- _Exercise brief_
Convert every line of the rows below into a JSON list of strings, one string per line, and skip any blank lines.

- _Task input_
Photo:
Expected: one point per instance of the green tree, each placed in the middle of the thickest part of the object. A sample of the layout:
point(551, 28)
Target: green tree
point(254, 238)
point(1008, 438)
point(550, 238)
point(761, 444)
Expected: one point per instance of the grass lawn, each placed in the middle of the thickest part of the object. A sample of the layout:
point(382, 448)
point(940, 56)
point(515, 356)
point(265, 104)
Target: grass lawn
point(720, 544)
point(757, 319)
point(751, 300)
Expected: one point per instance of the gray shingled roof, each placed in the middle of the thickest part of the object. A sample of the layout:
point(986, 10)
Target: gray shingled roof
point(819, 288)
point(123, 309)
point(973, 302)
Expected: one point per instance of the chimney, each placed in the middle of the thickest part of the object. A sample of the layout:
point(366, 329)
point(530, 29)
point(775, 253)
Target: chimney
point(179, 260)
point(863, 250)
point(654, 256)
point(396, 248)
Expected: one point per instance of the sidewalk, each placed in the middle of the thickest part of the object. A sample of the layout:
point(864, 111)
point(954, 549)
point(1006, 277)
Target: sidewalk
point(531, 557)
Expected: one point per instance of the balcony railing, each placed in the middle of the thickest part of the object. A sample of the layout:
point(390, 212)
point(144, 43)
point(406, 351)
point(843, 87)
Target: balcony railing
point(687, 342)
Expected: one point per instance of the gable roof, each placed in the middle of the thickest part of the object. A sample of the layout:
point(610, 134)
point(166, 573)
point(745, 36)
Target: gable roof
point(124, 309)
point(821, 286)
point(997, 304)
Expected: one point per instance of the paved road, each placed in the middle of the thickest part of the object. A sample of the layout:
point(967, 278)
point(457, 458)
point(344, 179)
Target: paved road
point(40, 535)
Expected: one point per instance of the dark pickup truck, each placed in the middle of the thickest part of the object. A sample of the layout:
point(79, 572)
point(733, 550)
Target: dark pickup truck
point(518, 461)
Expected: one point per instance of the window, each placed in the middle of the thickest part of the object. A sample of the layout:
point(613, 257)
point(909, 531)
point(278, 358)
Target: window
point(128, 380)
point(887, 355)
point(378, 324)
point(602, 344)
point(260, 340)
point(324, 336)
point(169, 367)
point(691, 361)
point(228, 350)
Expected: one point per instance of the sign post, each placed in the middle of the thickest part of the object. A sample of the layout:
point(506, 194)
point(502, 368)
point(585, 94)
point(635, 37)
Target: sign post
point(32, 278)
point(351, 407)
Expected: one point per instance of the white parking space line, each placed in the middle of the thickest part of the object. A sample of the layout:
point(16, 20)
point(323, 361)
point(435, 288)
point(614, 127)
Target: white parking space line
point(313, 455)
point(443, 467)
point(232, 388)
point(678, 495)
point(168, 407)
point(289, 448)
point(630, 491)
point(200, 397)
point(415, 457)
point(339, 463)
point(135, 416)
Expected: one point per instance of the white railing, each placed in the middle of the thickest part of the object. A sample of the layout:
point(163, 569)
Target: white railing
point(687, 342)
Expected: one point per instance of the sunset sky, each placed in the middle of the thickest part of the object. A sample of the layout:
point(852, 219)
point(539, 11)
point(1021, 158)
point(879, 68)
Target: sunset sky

- _Completed task_
[
  "Photo:",
  "Expected: one point per instance of the green tree, each placed in the middle of the thickest part of the object. A sample of the layout:",
  "point(551, 28)",
  "Target: green tree",
  "point(254, 238)",
  "point(1008, 438)",
  "point(550, 238)",
  "point(761, 444)",
  "Expected: one point per instance of the grass lawn, each placed in the middle of the thickest part of the object. A sample of the layout:",
  "point(382, 448)",
  "point(940, 56)",
  "point(515, 356)",
  "point(265, 104)",
  "Target: grass lawn",
  "point(720, 544)",
  "point(757, 319)",
  "point(751, 300)",
  "Expected: one point per instance of the gray shingled roof, each placed in the middle of the thickest part of the object. A sample of the layout:",
  "point(986, 10)",
  "Target: gray shingled roof",
  "point(819, 288)",
  "point(123, 309)",
  "point(973, 302)",
  "Expected: one point per instance of the chimney, each placed in the middle of the thickest part of the object. A sample of the layout:",
  "point(366, 329)",
  "point(530, 29)",
  "point(775, 253)",
  "Target: chimney",
  "point(179, 260)",
  "point(863, 250)",
  "point(654, 256)",
  "point(396, 248)",
  "Expected: one point per instance of the sidewalk, each placed in the middle of the thickest part of the object. A sample of the layout:",
  "point(864, 111)",
  "point(954, 549)",
  "point(1006, 277)",
  "Target: sidewalk",
  "point(531, 557)",
  "Expected: one point per instance of the balcony railing, each placed in the middle of the thickest part of the object. A sample of the layout:",
  "point(390, 212)",
  "point(144, 43)",
  "point(406, 351)",
  "point(843, 87)",
  "Target: balcony railing",
  "point(687, 342)",
  "Expected: one point per instance of the gable roof, each placed in the middle of the thickest part of the object. A sample of the layout:",
  "point(610, 134)",
  "point(166, 573)",
  "point(745, 36)",
  "Target: gable roof",
  "point(124, 309)",
  "point(821, 286)",
  "point(997, 304)",
  "Expected: one point per instance of the paved road, each placed in the middle of the thickest part of the object. A sample of the layout:",
  "point(967, 278)",
  "point(457, 458)",
  "point(344, 179)",
  "Target: paved road",
  "point(40, 535)",
  "Expected: one point per instance of the dark pickup truck, each placed in the middle of the thickest part of the object. A sample of the layout:",
  "point(79, 572)",
  "point(733, 550)",
  "Target: dark pickup truck",
  "point(518, 461)",
  "Expected: one point per instance of the window, each placed in the middle of the thickest part of the object. A sample of the layout:",
  "point(613, 257)",
  "point(909, 531)",
  "point(278, 358)",
  "Target: window",
  "point(128, 380)",
  "point(887, 355)",
  "point(378, 324)",
  "point(602, 344)",
  "point(260, 340)",
  "point(324, 336)",
  "point(169, 367)",
  "point(691, 361)",
  "point(228, 350)",
  "Expected: one point per instance of the sign post, each placed in the middle of the thickest part of the object. A sample of the layout:",
  "point(506, 194)",
  "point(502, 368)",
  "point(585, 94)",
  "point(635, 37)",
  "Target: sign post",
  "point(32, 278)",
  "point(351, 407)",
  "Expected: one point per instance of the white parking space line, each placed in the middle of the thickest part of the object. A sample of the layout:",
  "point(16, 20)",
  "point(323, 361)",
  "point(435, 288)",
  "point(614, 127)",
  "Target: white parking space line",
  "point(313, 455)",
  "point(443, 467)",
  "point(232, 388)",
  "point(678, 495)",
  "point(168, 407)",
  "point(289, 448)",
  "point(630, 491)",
  "point(200, 397)",
  "point(415, 457)",
  "point(339, 463)",
  "point(135, 416)",
  "Expected: one point per instance of the white railing, each placed in the middle of the thickest part of the object. A sample of the layout:",
  "point(163, 569)",
  "Target: white railing",
  "point(687, 342)",
  "Expected: one point per instance of the sunset sky, each placed in the middle of the thickest part of the object. A sample of the layout:",
  "point(852, 219)",
  "point(539, 11)",
  "point(1021, 158)",
  "point(879, 68)",
  "Target: sunset sky"
]